■ YOUR INSTRUCTIONS ■
Your answer should repeat exactly the line containing "Question. Locate the man's chin" and all lines after it through the end of the material below, with no other text.

■ SOURCE MATERIAL ■
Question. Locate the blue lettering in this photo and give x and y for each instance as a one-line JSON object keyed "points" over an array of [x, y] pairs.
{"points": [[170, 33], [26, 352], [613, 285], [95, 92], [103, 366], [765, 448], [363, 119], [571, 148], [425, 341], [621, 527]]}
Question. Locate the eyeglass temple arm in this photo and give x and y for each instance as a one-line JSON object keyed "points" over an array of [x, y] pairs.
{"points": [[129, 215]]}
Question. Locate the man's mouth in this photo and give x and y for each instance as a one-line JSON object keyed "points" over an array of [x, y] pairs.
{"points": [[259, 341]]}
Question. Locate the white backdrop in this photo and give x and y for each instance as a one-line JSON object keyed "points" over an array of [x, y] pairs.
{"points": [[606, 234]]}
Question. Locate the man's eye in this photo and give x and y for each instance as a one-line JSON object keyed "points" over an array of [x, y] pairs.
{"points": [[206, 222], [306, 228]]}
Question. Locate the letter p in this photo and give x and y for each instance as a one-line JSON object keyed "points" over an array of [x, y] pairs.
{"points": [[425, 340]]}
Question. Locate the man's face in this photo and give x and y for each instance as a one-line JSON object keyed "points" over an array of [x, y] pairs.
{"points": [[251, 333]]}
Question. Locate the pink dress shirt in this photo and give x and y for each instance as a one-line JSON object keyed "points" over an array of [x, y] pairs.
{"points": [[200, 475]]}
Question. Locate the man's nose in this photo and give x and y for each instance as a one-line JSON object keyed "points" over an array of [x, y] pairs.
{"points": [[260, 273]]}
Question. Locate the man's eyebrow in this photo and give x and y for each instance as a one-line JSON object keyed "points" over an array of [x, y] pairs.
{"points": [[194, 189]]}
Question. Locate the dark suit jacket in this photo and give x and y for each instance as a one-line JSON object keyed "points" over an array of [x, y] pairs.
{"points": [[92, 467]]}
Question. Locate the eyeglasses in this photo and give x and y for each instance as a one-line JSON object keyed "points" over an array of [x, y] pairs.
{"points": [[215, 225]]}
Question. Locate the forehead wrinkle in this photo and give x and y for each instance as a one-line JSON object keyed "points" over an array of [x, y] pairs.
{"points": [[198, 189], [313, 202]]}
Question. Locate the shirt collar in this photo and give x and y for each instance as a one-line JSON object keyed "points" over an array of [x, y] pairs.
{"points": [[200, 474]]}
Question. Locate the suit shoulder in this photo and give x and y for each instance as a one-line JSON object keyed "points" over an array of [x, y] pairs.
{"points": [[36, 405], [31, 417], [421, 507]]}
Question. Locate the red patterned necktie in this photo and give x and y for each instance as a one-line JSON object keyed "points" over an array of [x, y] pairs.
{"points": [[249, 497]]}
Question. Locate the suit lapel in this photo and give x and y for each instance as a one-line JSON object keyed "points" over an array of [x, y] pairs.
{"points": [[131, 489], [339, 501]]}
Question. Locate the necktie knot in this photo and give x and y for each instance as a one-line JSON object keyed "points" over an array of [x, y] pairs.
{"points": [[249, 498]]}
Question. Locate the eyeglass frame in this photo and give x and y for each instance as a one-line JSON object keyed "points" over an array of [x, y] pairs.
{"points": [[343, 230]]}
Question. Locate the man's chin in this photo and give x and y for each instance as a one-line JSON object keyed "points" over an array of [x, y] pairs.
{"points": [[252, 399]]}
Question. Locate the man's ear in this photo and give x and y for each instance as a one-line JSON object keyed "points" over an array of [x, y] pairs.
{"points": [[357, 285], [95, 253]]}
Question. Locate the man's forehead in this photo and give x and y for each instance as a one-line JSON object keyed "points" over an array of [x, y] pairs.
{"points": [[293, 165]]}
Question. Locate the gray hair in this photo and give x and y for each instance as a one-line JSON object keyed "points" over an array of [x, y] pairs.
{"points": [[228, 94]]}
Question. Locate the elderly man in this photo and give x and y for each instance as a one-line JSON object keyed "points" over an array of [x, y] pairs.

■ EXPECTED OUTPUT ■
Question. Locate the man's chin in this photo and give x and y for each instance as a one-line JSON object keyed "points" over an array of [x, y] pairs.
{"points": [[252, 399]]}
Question. Locate the man's ear in this photo and give x and y for each instance as a one-line JSON object keyed "points" over an array of [x, y] pairs.
{"points": [[357, 285], [95, 253]]}
Question. Locate the man's forehead in this photo and give x and y for each instance as a one-line JSON object keyed "points" over an array of [x, y] pairs.
{"points": [[293, 165]]}
Question. Locate the gray hair in this photo and give x and y for each instance as a one-line JSON object keyed "points" over an array of [x, y] pairs.
{"points": [[228, 94]]}
Question. Locate the elderly man in this photo and give x and y for each instance as a one-line JSON object keyed "points" over an array of [x, y] pairs.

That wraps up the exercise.